-- Provided information start --

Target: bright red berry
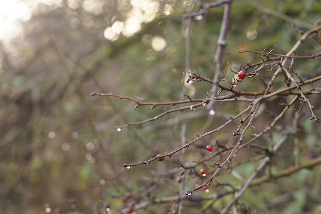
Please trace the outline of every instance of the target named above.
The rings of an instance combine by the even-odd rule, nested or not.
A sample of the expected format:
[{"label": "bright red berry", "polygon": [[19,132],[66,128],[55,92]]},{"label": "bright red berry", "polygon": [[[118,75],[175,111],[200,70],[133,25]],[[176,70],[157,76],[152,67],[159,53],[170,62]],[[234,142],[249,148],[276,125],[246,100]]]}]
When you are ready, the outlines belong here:
[{"label": "bright red berry", "polygon": [[237,74],[238,77],[239,77],[239,79],[241,80],[245,78],[246,76],[246,72],[243,70],[240,71],[239,72],[239,73]]},{"label": "bright red berry", "polygon": [[213,146],[212,146],[211,144],[208,145],[206,147],[206,149],[207,149],[207,151],[208,151],[209,152],[211,151],[212,149]]},{"label": "bright red berry", "polygon": [[47,208],[50,208],[50,205],[49,205],[49,203],[46,203],[45,204],[44,204],[44,209],[46,209]]},{"label": "bright red berry", "polygon": [[59,208],[56,208],[54,211],[54,214],[61,214],[61,209],[60,209]]},{"label": "bright red berry", "polygon": [[201,172],[201,174],[202,174],[202,175],[204,175],[204,174],[205,174],[206,171],[204,169],[201,169],[201,170],[200,170],[200,172]]},{"label": "bright red berry", "polygon": [[120,200],[121,200],[121,201],[123,203],[126,203],[126,201],[127,201],[127,198],[126,198],[126,197],[124,197],[124,196],[120,197]]},{"label": "bright red berry", "polygon": [[[156,156],[156,157],[159,157],[159,156],[161,156],[163,155],[162,154],[158,154],[158,155],[157,155],[157,156]],[[162,160],[164,160],[164,157],[161,157],[157,159],[157,160],[159,160],[159,161],[162,161]]]}]

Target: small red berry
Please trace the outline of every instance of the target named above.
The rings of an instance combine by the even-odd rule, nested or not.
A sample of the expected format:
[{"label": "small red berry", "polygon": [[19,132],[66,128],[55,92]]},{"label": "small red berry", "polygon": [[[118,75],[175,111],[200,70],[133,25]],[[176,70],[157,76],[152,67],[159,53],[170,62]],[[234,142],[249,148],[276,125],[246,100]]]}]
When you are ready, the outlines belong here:
[{"label": "small red berry", "polygon": [[244,78],[245,78],[246,76],[246,72],[245,72],[245,71],[244,71],[243,70],[240,71],[239,72],[239,73],[237,74],[238,77],[239,77],[239,79],[241,79],[241,80],[243,79]]},{"label": "small red berry", "polygon": [[131,192],[126,192],[126,194],[125,194],[125,197],[126,197],[126,198],[130,198],[130,197],[131,197]]},{"label": "small red berry", "polygon": [[204,174],[205,174],[206,171],[204,169],[201,169],[201,170],[200,170],[200,172],[201,172],[201,174],[202,174],[202,175],[204,175]]},{"label": "small red berry", "polygon": [[[156,156],[156,157],[159,157],[159,156],[161,156],[163,155],[162,154],[158,154],[158,155],[157,155],[157,156]],[[162,161],[163,160],[164,160],[164,157],[161,157],[157,159],[157,160],[159,160],[159,161]]]},{"label": "small red berry", "polygon": [[126,198],[126,197],[124,197],[124,196],[120,197],[120,200],[121,200],[121,201],[123,203],[126,203],[126,201],[127,201],[127,198]]},{"label": "small red berry", "polygon": [[105,209],[108,209],[110,208],[110,207],[109,206],[109,204],[107,203],[104,203],[104,207],[105,207]]},{"label": "small red berry", "polygon": [[211,144],[208,145],[206,147],[206,149],[207,149],[207,151],[208,151],[209,152],[211,151],[212,149],[213,146],[212,146]]}]

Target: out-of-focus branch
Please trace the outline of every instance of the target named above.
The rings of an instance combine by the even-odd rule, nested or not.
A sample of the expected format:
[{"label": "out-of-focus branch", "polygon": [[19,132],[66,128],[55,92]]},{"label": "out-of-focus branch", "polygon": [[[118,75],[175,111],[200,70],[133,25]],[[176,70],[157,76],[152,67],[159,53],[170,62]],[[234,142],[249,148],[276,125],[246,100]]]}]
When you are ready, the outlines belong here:
[{"label": "out-of-focus branch", "polygon": [[230,2],[230,0],[221,0],[217,1],[214,2],[208,3],[205,4],[204,5],[201,5],[201,10],[198,11],[188,13],[181,15],[165,16],[164,17],[168,17],[173,19],[186,19],[188,17],[196,17],[198,16],[203,16],[211,8],[218,7],[226,3],[228,3],[229,2]]},{"label": "out-of-focus branch", "polygon": [[275,17],[277,17],[278,18],[282,19],[289,23],[294,24],[294,25],[300,28],[304,28],[310,29],[314,27],[313,25],[310,24],[301,22],[295,19],[293,19],[292,17],[290,17],[288,16],[286,16],[282,13],[274,11],[274,10],[272,10],[270,8],[266,8],[263,6],[262,5],[259,5],[258,4],[256,3],[255,1],[242,0],[242,2],[244,2],[244,3],[247,4],[248,5],[250,5],[252,7],[257,8],[262,13],[266,14],[269,14]]},{"label": "out-of-focus branch", "polygon": [[224,7],[224,13],[223,14],[223,20],[222,20],[220,35],[217,40],[218,46],[216,48],[215,56],[214,56],[215,72],[214,78],[213,80],[214,84],[211,91],[211,93],[213,98],[212,98],[209,105],[207,106],[208,110],[214,110],[214,102],[215,101],[215,96],[217,94],[217,87],[218,86],[218,80],[222,75],[222,58],[223,51],[226,45],[226,35],[227,34],[227,31],[229,27],[231,5],[232,0],[227,2]]}]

-- Provided information end --

> _Your objective_: Can you express the material above, starting at the line that contains "Target: out-of-focus branch" and ending at the end of the material, as a two-column CSV headed request and answer? Quote each field and turn line breaks into spaces.

> _Written response_:
request,answer
"Target: out-of-focus branch Please trace the outline of every instance of the target named above. The rings of an instance combine by the even-odd rule, nested or not. A sample of the expected format: [{""label"": ""out-of-focus branch"", ""polygon"": [[19,132],[66,128],[55,92]]},{""label"": ""out-of-focus branch"", ""polygon"": [[[118,75],[175,111],[200,70],[133,25]],[[176,70],[157,76],[152,67],[159,53],[170,62]],[[234,142],[249,148],[276,125],[246,100]]]}] When you are ready, the outlines belong here:","[{""label"": ""out-of-focus branch"", ""polygon"": [[230,2],[230,0],[221,0],[217,1],[214,2],[208,3],[205,4],[204,5],[201,5],[201,10],[198,11],[188,13],[181,15],[165,16],[164,17],[168,17],[173,19],[186,19],[188,17],[196,17],[198,16],[203,16],[211,8],[218,7],[226,3],[228,3],[229,2]]},{""label"": ""out-of-focus branch"", ""polygon"": [[275,17],[277,17],[278,18],[282,19],[289,23],[294,24],[294,25],[300,28],[304,28],[310,29],[314,27],[313,25],[310,24],[301,22],[295,19],[293,19],[292,17],[290,17],[288,16],[286,16],[282,13],[274,11],[274,10],[272,10],[270,8],[266,8],[263,6],[262,5],[259,5],[258,4],[256,3],[255,1],[242,0],[242,2],[244,2],[244,3],[247,4],[248,5],[250,5],[252,7],[257,8],[262,13],[266,14],[269,14]]},{""label"": ""out-of-focus branch"", ""polygon"": [[224,7],[224,13],[223,14],[223,20],[222,20],[220,35],[217,40],[218,46],[216,48],[215,56],[214,56],[215,72],[214,78],[213,80],[214,84],[211,91],[211,93],[213,98],[212,98],[209,105],[207,106],[208,110],[214,110],[214,102],[215,101],[215,96],[217,94],[217,87],[218,86],[218,80],[222,75],[222,58],[223,51],[226,45],[226,35],[227,34],[227,31],[229,27],[231,5],[232,0],[227,2]]}]"